WHAT TO DO:
**a)** According to the text on the spinal cord, where does the filum terminale end?
**b)** Using the text on the spinal cord, explain why the caudal end of the adult spinal cord lies at the level of the first or second lumbar vertebra.
EXERCISE TEXT below:
5 Spinal Cord

The spinal cord forms a nearly cylindrical column that is situated within the spinal canal of the vertebral column. Three meningeal coverings surround the spinal cord: (1) the dura mater, which is attached to the lateral surface of the spinal cord by the denticulate ligament, (2) the arachnoid, and (3) the pia mater (Fig. 5.1). The subarach-noid space contains the cerebrospinal fluid (CSF) and is located between the arachnoid mater and the pia mater.

The caudal end of the adult spinal cord is situated at the level of the first or second lumbar vertebra. This is because, following the third month of fetal development, the vertebral column grows faster than the spinal cord (Fig. 5.2). The lumbosacral nerve roots elongate and extend past the caudal end of the spinal cord to form what is known as the cauda equina. The caudal end of the spinal cord tapers off into the cone-shaped conus medullaris, which continues distally as the filum terminale. The filum terminale is a caudal prolongation of the spinal pia mater that courses along with the cauda equina to terminate on the dorsal surface of the coccyx.

Fig. 5.1 Spinal cord, nerve roots, and meninges.

Fig. 5.2 Differential rate of spinal growth.

Spinal Nerves

See Fig. 5.3.
End of EXERCISE TEXT.
DATA UNDER STUDY below:
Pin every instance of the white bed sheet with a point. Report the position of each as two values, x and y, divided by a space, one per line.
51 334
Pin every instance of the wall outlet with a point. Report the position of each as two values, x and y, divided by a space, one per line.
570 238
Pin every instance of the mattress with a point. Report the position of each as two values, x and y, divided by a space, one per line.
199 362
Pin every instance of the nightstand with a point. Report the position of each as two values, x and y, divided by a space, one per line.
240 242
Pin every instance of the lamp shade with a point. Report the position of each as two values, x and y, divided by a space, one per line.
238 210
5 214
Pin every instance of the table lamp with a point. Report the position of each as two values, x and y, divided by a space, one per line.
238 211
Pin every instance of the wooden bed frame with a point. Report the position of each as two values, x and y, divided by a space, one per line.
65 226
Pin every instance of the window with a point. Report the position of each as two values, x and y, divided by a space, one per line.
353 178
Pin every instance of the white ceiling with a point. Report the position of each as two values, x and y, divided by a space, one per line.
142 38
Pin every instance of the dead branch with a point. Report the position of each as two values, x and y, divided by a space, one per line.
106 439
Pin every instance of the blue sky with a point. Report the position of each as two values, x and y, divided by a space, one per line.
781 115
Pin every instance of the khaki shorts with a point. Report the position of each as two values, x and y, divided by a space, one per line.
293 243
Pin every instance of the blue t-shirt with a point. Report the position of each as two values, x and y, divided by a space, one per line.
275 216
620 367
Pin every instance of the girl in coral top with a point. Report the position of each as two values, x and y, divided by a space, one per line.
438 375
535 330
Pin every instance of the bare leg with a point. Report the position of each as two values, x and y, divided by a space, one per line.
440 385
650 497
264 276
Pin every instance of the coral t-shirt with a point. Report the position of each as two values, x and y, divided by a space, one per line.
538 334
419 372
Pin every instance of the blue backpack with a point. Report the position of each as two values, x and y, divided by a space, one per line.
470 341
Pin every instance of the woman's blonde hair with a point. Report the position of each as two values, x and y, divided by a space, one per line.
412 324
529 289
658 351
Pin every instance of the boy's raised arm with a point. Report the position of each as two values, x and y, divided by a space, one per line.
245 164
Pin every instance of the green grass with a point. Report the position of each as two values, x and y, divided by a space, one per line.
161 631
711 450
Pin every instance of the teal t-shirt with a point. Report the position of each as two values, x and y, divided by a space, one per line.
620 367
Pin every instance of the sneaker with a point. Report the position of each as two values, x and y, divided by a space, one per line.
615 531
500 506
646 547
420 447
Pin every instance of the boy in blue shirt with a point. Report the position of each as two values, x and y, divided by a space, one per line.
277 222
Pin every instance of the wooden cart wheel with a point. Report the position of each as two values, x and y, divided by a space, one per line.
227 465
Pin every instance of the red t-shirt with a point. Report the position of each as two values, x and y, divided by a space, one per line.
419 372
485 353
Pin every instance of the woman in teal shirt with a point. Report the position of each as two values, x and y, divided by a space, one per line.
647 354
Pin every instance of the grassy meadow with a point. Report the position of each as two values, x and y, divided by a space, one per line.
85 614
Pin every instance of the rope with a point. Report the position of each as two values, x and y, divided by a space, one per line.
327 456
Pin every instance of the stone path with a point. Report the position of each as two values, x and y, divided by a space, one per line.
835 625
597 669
End of DATA UNDER STUDY.
EXPECTED RESULTS:
**a)** It ends on the dorsal surface of the coccyx.

**b)** After the third month of fetal development, the vertebral column grows faster than the spinal cord. As a result, the caudal end of the adult spinal cord sits at the level of the first or second lumbar vertebra.